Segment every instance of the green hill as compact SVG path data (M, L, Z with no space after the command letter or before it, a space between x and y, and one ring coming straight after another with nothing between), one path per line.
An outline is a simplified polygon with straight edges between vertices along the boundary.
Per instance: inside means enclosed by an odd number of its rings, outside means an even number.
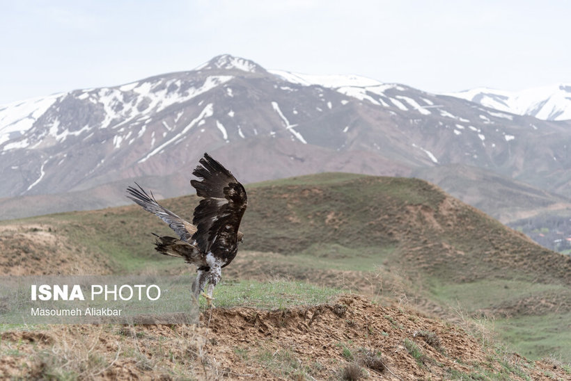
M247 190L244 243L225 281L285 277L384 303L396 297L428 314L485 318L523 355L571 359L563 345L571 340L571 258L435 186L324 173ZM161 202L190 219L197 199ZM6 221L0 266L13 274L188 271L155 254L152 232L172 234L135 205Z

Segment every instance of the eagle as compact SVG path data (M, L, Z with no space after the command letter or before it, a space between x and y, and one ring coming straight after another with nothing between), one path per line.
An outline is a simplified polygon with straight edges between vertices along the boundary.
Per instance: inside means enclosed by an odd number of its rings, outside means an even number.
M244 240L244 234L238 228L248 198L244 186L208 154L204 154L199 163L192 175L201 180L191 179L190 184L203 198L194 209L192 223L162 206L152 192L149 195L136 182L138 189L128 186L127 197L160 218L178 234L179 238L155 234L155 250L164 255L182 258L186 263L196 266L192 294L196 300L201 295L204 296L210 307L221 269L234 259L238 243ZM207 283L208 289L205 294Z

...

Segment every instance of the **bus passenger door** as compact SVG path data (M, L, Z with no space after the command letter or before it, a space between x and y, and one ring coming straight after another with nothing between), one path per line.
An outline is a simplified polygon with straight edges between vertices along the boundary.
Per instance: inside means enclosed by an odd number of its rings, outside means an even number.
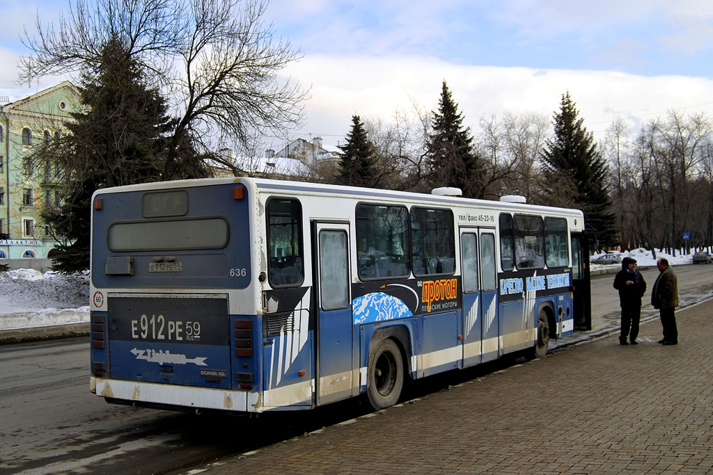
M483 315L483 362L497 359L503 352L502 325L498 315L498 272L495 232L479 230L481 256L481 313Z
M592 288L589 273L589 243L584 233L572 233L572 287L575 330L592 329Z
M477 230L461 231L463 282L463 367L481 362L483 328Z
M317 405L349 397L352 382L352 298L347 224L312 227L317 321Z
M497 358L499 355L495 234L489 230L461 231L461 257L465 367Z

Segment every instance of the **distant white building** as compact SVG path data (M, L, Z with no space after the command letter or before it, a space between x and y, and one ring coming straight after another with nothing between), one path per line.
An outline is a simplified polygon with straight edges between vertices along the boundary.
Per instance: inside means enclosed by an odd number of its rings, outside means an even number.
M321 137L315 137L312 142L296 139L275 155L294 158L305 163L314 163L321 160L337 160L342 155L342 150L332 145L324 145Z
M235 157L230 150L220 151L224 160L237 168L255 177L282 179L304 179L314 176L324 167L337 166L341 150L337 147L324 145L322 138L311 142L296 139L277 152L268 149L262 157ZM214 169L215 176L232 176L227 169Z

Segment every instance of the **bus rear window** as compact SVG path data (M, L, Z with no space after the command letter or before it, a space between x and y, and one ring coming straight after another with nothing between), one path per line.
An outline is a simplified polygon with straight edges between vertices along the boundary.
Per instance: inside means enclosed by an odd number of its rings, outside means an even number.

==

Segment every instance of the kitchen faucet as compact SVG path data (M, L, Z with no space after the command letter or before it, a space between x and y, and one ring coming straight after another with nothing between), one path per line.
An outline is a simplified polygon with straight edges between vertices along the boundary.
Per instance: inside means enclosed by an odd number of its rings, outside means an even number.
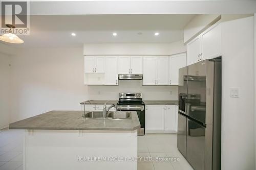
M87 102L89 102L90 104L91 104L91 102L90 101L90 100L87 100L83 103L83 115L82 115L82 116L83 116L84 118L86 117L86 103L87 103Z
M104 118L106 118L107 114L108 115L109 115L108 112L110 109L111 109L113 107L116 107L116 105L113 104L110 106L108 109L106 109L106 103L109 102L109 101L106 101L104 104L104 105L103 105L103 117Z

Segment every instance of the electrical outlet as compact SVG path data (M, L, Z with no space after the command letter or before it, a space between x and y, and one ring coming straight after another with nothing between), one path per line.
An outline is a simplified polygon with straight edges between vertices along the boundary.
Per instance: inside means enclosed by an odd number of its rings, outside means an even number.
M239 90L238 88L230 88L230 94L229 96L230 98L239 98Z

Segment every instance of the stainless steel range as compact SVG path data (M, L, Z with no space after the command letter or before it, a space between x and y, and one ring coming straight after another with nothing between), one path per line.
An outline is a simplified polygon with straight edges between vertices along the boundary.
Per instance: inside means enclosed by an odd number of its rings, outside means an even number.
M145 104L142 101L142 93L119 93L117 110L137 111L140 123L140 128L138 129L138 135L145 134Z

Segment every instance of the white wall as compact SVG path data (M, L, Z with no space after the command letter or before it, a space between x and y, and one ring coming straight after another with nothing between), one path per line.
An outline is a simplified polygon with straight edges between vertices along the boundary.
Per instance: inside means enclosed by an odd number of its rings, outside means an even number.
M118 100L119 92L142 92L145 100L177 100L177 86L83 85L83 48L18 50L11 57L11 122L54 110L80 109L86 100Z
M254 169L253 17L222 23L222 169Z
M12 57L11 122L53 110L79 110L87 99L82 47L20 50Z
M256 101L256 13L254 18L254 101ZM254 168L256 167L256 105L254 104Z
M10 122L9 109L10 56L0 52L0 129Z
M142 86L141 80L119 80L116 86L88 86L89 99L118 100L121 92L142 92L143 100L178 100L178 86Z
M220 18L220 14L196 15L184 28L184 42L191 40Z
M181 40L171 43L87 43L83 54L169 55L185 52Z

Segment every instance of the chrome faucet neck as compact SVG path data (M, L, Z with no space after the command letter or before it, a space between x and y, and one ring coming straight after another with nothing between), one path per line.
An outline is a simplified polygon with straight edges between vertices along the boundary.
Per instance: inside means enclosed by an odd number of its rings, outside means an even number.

Task to complete: Starting with the line containing "Segment every instance of the kitchen" and going on through the line containing "M239 90L238 88L230", put these entries into a Markdown table with the columns Row and Line. Skip blank lines and leave the pictures out.

Exercise solution:
| Row | Line |
|---|---|
| 1 | Segment every instance of the kitchen faucet as compact SVG path data (M, L, Z with no space after the command letter or before it, a space between x and y, and one ring coming straight after another with nothing between), one path per line. |
| 2 | An outline is a simplified polygon with straight edges between vertices along the boundary. |
| 3 | Per instance: inside means enclosed by an odd number of its rings, outside means an even number. |
| 4 | M87 102L89 102L90 104L91 104L91 102L90 101L90 100L87 100L83 103L83 115L82 115L82 116L83 116L84 118L86 117L86 103L87 103Z |
| 5 | M104 118L106 118L107 114L108 115L109 115L108 112L110 109L111 109L113 107L116 107L116 105L113 104L110 106L108 109L106 109L106 103L109 102L109 101L106 101L104 104L104 105L103 105L103 117Z |
| 6 | Segment every instance of the electrical outlet as compact SVG path data (M, L, Z with no space after the command letter or before it, a space between x and y, and one ring coming straight after another with nothing between), one path per line. |
| 7 | An outline is a simplified polygon with straight edges between vertices along the boundary. |
| 8 | Per instance: inside means enclosed by an odd number of its rings, outside means an even number. |
| 9 | M239 90L238 88L230 88L230 94L229 96L230 98L239 98Z |